__Consigne__.
Dans le texte ci-dessous sur la popularité présidentielle, recopiez sans rien changer le passage qui s'ouvre sur les mots "Atlantico : La" et se referme sur "dès 2008, etc.".

__Texte à lire__.

**********

Alors que la cote de popularité de François Hollande a atteint le score le plus bas pour un président en fonction, le chef de l'Etat s'est fait huer sur les Champs-Élysées en marge des commémorations du 11 novembre.

Atlantico : La côte de popularité de François Hollande est au plus bas. Selon le baromètre CSA / Les Échos publié jeudi 7 novembre, elle a atteint le "score le plus bas jamais mesuré pour un président en fonction depuis la création de ce baromètre en 1993", soit 25% d’opinions positives. La chute de popularité de l’exécutif en cours de mandat est-elle une constante sous la 5ème République ?

Jean Garrigues : Il y a toujours eu une érosion de la popularité consécutive à l’accumulation des problèmes et qui dépend beaucoup de la conjoncture : Valéry Giscard d’Estaing rattrapé par la crise mondiale au bout de deux ans, Jacques Chirac englué dans les problèmes sociaux du début de sa présidence, Nicolas Sarkozy confronté à la crise dès 2008, etc.

Cela tient aussi des institutions de la 5ème République et à la pratique du pouvoir. Les institutions, surtout dès 1962 et l’élection du chef de l’État au suffrage universel direct, mettent l’accent sur le rôle de ce dernier. C’est l’hyper-présidence avec la marginalisation du Premier ministre. Celui-ci joue de moins en moins son rôle de fusible : les succès et les échecs incombent au président. Le quinquennat et le calendrier électoral qui a suborné les législatives à la présidentielle ont accéléré ce phénomène.

Jérôme Sainte-MarieEn premier lieu, sur un temps relativement long, celui de la Vème République, il existe une tendance à l’affaiblissement de la popularité présidentielle assez intéressante. Pour cela, les chiffres de l’IFOP, le plus ancien institut français, sont parlants. Un an après leur première élection  par les Français, la popularité du chef de l’Etat s’établissait comme suit : 62% pour le Général de Gaulle, 57% pour Georges Pompidou, 56% pour Valérie Giscard d’Estaing, 49% pour François Mitterrand, 37% pour Jacques Chirac, 35% pour Nicolas Sarkozy, et 29% pour François Hollande. Cette tendance lourde tient à différents facteurs, qui ne se résument pas à l’approfondissement des difficultés économiques du pays, même si la permanence du chômage de masse exerce une corrosion profonde. Il s’agit aussi, sans entrer dans le détail, d’un rapport plus distancié à l’égard du politique, qui fait que là où l’exercice du pouvoir suprême engendrait autrefois du légitimisme, il provoque désormais surtout une exposition permanente à une critique sans frein.

**********

__Données fournies__.

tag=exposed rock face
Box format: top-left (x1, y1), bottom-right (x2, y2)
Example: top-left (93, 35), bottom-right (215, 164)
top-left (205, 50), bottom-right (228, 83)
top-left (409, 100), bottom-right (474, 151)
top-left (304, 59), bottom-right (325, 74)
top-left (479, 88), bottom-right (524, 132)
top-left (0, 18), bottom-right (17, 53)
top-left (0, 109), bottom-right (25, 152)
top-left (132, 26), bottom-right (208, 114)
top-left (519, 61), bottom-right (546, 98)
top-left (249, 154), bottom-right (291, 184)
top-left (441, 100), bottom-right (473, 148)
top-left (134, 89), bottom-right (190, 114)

**********

__Réponse rédigée__.
Atlantico : La côte de popularité de François Hollande est au plus bas. Selon le baromètre CSA / Les Échos publié jeudi 7 novembre, elle a atteint le "score le plus bas jamais mesuré pour un président en fonction depuis la création de ce baromètre en 1993", soit 25% d’opinions positives. La chute de popularité de l’exécutif en cours de mandat est-elle une constante sous la 5ème République ?

Jean Garrigues : Il y a toujours eu une érosion de la popularité consécutive à l’accumulation des problèmes et qui dépend beaucoup de la conjoncture : Valéry Giscard d’Estaing rattrapé par la crise mondiale au bout de deux ans, Jacques Chirac englué dans les problèmes sociaux du début de sa présidence, Nicolas Sarkozy confronté à la crise dès 2008, etc.